RECORDS SHOWN

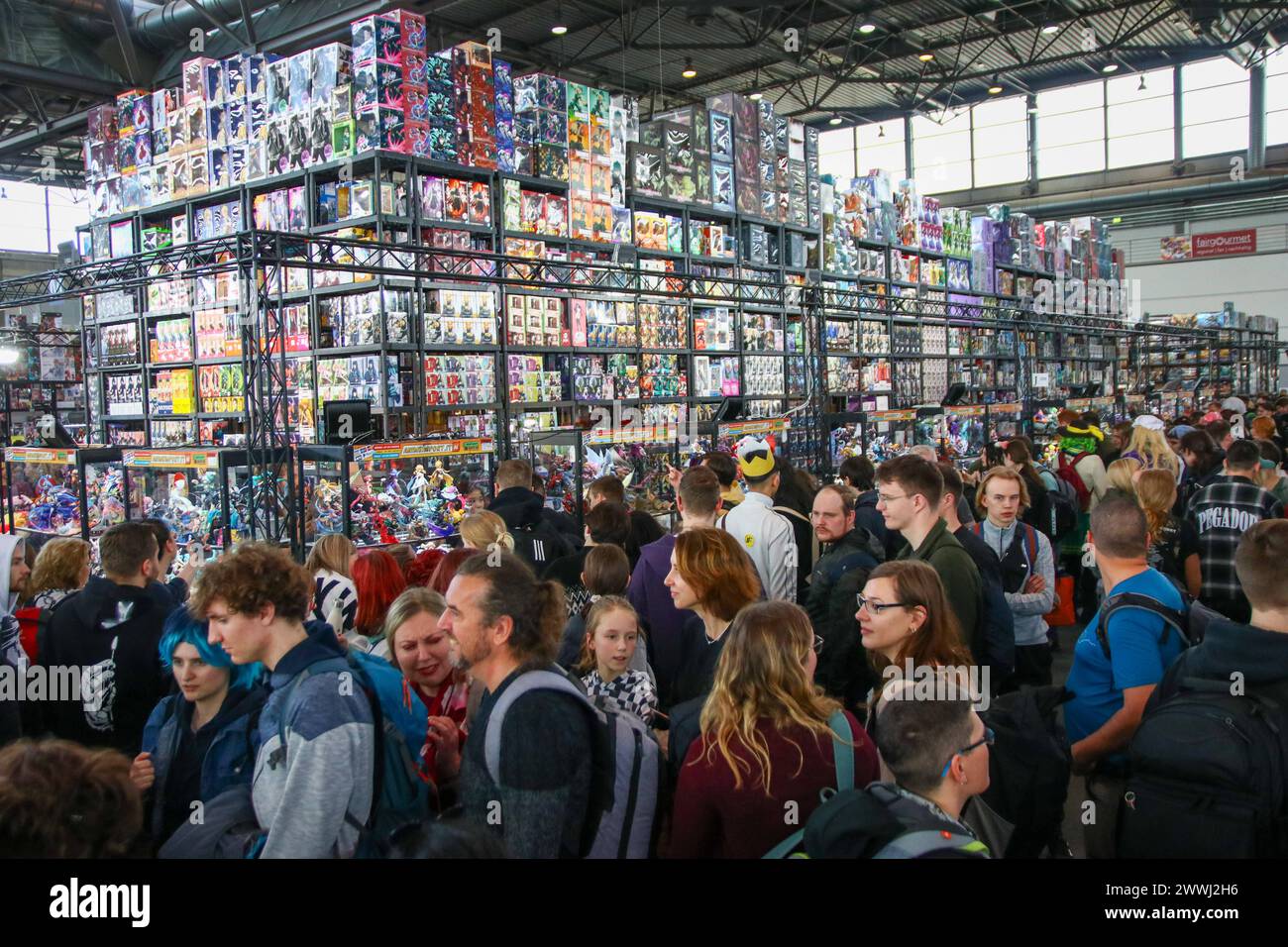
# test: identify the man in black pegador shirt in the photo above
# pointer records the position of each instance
(526, 775)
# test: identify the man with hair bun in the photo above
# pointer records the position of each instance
(1222, 513)
(767, 536)
(313, 791)
(838, 575)
(505, 624)
(111, 630)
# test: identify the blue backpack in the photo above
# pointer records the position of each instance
(400, 792)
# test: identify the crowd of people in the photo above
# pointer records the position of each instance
(870, 657)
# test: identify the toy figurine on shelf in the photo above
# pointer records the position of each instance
(439, 478)
(417, 487)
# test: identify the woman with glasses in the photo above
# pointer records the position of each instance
(772, 742)
(906, 624)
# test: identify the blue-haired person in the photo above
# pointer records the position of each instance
(201, 740)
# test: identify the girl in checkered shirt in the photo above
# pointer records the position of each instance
(612, 634)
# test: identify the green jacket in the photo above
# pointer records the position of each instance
(957, 571)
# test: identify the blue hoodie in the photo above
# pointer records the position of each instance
(313, 793)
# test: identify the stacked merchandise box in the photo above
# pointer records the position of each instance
(623, 124)
(745, 119)
(102, 178)
(502, 85)
(677, 144)
(389, 81)
(541, 127)
(798, 176)
(687, 155)
(297, 93)
(590, 169)
(476, 110)
(814, 201)
(772, 165)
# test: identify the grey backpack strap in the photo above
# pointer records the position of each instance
(532, 681)
(922, 843)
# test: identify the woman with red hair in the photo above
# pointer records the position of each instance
(447, 566)
(378, 581)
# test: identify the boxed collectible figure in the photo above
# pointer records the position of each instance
(300, 77)
(194, 80)
(235, 120)
(645, 170)
(277, 88)
(217, 125)
(333, 65)
(679, 147)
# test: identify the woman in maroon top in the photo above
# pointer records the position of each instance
(423, 654)
(765, 754)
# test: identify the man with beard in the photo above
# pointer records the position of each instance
(536, 789)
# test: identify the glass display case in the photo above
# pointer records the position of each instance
(844, 437)
(1044, 428)
(56, 491)
(555, 458)
(397, 491)
(931, 428)
(204, 495)
(888, 433)
(1004, 420)
(639, 455)
(965, 432)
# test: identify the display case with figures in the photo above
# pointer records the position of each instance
(202, 495)
(639, 457)
(55, 491)
(888, 433)
(931, 428)
(965, 432)
(382, 493)
(1005, 420)
(1044, 427)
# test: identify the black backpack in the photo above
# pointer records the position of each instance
(877, 822)
(1028, 767)
(1207, 771)
(539, 544)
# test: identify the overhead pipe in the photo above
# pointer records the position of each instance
(1157, 196)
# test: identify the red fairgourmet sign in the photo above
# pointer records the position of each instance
(1225, 244)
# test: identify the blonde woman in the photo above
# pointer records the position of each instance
(1122, 476)
(481, 528)
(336, 596)
(60, 569)
(421, 651)
(769, 737)
(1173, 543)
(1149, 447)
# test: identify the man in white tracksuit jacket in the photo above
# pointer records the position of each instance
(767, 536)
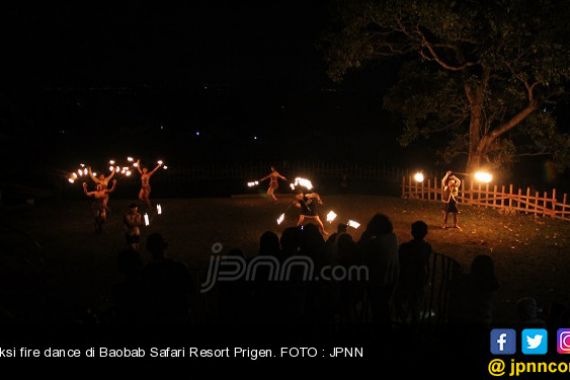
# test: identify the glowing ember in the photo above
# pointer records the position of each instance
(303, 182)
(419, 177)
(484, 177)
(354, 224)
(331, 216)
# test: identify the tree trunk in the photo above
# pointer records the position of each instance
(475, 97)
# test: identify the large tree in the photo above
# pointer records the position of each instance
(486, 75)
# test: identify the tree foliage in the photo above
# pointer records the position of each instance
(486, 75)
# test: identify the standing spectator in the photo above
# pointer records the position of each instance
(414, 269)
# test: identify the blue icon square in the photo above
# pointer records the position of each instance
(503, 341)
(534, 341)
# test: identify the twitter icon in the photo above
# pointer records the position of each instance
(534, 341)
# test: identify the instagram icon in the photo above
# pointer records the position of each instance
(563, 341)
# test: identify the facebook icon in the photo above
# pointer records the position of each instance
(503, 341)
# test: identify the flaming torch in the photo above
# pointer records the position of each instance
(331, 216)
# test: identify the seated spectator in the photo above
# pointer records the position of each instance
(527, 313)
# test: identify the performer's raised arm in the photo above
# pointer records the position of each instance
(445, 177)
(315, 196)
(155, 169)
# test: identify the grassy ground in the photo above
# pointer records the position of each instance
(76, 266)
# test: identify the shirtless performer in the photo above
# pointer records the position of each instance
(144, 193)
(102, 182)
(133, 221)
(274, 178)
(450, 191)
(307, 203)
(100, 204)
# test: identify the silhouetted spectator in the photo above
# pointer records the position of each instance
(528, 313)
(168, 284)
(414, 268)
(472, 295)
(379, 250)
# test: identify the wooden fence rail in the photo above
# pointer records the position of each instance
(493, 196)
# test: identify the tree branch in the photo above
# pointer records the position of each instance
(436, 57)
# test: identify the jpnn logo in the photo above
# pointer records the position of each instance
(534, 341)
(503, 341)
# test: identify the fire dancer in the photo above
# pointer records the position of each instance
(274, 178)
(100, 204)
(308, 205)
(102, 182)
(450, 191)
(144, 193)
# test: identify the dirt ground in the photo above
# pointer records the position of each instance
(77, 266)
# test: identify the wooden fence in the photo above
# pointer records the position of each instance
(504, 197)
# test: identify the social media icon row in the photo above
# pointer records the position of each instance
(533, 341)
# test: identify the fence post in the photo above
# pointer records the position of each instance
(435, 191)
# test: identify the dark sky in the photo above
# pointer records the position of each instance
(132, 43)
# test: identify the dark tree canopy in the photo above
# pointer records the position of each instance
(484, 74)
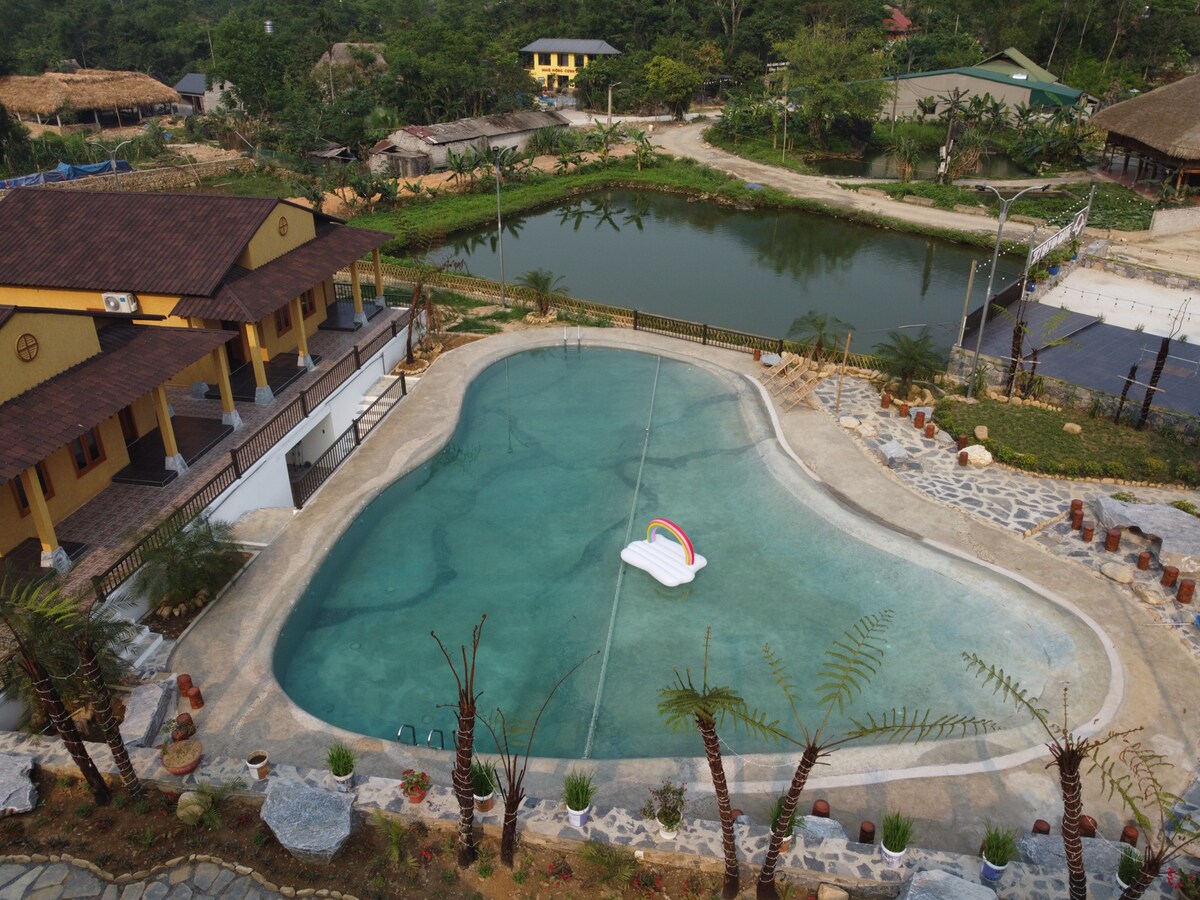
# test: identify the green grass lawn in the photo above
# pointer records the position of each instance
(1033, 439)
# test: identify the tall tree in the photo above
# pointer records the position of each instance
(847, 670)
(465, 739)
(25, 610)
(685, 706)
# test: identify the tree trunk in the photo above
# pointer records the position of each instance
(1072, 809)
(1125, 393)
(66, 730)
(1159, 364)
(509, 833)
(707, 729)
(105, 718)
(766, 888)
(463, 786)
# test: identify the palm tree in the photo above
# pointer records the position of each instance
(25, 610)
(465, 741)
(515, 763)
(910, 359)
(1068, 751)
(684, 707)
(546, 288)
(850, 664)
(817, 330)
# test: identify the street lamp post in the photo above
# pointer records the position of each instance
(610, 101)
(112, 157)
(991, 276)
(499, 225)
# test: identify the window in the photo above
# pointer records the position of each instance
(87, 451)
(19, 489)
(283, 319)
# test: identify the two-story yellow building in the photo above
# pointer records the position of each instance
(108, 298)
(555, 61)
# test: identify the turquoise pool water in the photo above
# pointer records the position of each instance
(561, 457)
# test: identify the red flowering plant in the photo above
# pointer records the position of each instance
(413, 781)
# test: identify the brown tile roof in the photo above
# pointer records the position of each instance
(250, 295)
(155, 243)
(133, 359)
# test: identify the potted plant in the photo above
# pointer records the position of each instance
(181, 757)
(999, 849)
(341, 760)
(414, 784)
(258, 763)
(666, 805)
(577, 793)
(484, 781)
(1128, 867)
(895, 839)
(777, 813)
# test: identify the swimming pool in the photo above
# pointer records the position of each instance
(561, 457)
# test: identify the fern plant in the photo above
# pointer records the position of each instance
(1068, 753)
(850, 665)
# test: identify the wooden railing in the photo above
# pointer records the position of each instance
(637, 319)
(244, 456)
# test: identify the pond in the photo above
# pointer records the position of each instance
(757, 271)
(882, 165)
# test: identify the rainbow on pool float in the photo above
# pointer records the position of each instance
(672, 562)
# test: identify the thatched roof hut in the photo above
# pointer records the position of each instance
(89, 89)
(1165, 120)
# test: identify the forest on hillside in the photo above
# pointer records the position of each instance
(444, 59)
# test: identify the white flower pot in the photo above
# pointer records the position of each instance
(577, 817)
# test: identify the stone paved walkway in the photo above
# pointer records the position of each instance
(1031, 507)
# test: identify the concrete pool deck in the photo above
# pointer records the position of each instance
(229, 649)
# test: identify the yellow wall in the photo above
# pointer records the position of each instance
(268, 244)
(559, 65)
(90, 300)
(63, 341)
(71, 491)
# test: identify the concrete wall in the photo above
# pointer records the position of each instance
(1175, 221)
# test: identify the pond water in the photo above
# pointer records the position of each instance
(757, 271)
(882, 165)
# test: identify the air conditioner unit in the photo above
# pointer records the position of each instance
(120, 303)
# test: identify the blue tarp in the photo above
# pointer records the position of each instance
(65, 172)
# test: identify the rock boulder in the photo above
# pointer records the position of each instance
(312, 825)
(942, 886)
(17, 790)
(1179, 533)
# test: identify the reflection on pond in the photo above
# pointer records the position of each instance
(751, 270)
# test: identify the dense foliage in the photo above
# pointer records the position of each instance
(443, 59)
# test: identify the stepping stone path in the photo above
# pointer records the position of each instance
(312, 825)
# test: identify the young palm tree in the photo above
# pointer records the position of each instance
(545, 286)
(850, 664)
(684, 707)
(1068, 751)
(819, 331)
(25, 610)
(465, 742)
(909, 359)
(510, 742)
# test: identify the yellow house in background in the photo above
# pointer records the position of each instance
(555, 61)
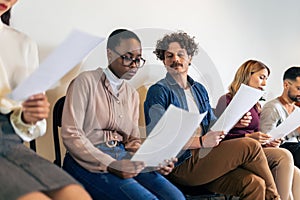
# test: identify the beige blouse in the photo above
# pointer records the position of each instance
(93, 114)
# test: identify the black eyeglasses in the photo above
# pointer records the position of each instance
(127, 61)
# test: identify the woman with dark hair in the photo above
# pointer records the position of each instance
(255, 74)
(100, 129)
(25, 175)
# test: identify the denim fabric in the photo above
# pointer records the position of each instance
(147, 185)
(166, 92)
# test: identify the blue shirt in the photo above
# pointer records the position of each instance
(166, 92)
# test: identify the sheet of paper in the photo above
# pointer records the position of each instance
(245, 98)
(169, 136)
(290, 124)
(66, 56)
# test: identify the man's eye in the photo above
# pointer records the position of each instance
(127, 58)
(180, 55)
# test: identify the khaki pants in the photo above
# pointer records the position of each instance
(236, 167)
(285, 174)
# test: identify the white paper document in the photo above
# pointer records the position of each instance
(287, 126)
(245, 98)
(66, 56)
(168, 137)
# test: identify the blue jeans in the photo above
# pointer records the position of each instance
(148, 185)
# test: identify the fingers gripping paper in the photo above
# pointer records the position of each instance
(169, 136)
(245, 98)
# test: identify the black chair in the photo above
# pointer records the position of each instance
(190, 192)
(200, 192)
(32, 145)
(57, 114)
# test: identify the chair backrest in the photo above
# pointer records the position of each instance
(57, 114)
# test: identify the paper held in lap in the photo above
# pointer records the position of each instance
(168, 137)
(245, 98)
(66, 56)
(287, 126)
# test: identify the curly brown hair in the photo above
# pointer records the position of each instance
(185, 41)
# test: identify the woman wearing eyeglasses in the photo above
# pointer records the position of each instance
(100, 129)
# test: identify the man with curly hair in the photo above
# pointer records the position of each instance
(236, 167)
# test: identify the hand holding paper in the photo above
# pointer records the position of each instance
(169, 136)
(245, 98)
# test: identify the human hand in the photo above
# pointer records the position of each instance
(35, 108)
(274, 143)
(259, 136)
(212, 138)
(245, 121)
(126, 168)
(168, 167)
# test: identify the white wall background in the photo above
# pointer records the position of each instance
(228, 31)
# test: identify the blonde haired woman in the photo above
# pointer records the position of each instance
(255, 74)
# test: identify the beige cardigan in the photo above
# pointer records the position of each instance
(93, 114)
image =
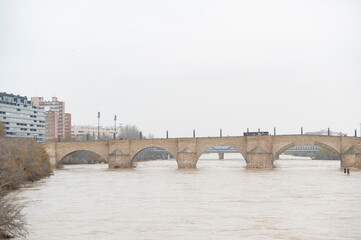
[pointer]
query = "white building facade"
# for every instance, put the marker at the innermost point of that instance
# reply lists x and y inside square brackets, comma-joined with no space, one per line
[21,118]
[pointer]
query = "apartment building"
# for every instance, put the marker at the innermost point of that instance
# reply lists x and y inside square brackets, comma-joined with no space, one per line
[90,133]
[21,117]
[58,122]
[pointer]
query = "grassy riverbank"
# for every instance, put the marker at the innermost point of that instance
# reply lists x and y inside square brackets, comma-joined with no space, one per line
[21,161]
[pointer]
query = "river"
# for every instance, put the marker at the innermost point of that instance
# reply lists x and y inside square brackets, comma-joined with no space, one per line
[221,199]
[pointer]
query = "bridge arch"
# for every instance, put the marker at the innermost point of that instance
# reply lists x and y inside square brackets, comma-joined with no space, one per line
[304,142]
[206,147]
[62,159]
[137,151]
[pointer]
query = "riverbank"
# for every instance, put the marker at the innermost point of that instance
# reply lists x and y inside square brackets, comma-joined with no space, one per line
[21,161]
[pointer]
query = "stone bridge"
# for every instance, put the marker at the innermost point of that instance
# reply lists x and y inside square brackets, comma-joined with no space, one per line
[258,151]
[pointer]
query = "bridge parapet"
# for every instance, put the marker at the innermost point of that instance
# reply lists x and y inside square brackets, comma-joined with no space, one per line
[258,151]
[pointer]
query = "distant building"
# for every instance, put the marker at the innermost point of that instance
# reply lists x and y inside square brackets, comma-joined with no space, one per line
[67,126]
[57,119]
[51,126]
[90,133]
[22,118]
[325,133]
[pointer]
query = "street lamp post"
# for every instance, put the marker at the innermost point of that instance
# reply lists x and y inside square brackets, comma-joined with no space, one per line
[98,126]
[115,127]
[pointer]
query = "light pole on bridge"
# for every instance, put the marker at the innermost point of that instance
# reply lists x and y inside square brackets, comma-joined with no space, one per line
[115,127]
[98,126]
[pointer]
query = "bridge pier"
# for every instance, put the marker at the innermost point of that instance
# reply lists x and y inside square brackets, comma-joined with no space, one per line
[119,160]
[187,160]
[259,160]
[351,160]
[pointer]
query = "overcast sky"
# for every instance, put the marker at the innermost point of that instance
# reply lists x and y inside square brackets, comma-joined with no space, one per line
[184,65]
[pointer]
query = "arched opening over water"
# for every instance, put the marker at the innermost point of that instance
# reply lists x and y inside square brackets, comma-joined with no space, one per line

EXERCISE
Please show every line above that includes the word "paper".

EXERCISE SOLUTION
# test: identify the sheet of paper in the photo above
# test: identify the white paper document in the photo above
# test: identify the fingers gripping paper in the photo above
# test: identify the paper held in lap in the photo above
# test: identify the hand holding paper in the photo above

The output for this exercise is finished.